Instructions to follow: Please give the listing underneath again, exactly as shown.

Dataset excerpts:
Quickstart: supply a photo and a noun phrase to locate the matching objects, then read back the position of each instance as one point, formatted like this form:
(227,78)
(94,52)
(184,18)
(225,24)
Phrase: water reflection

Problem solution:
Quickstart: supply a photo and a noun phrase to locate the matching objects, then read back the position of each instance as one point, formatted like this form:
(227,78)
(94,52)
(184,18)
(225,24)
Phrase: water reflection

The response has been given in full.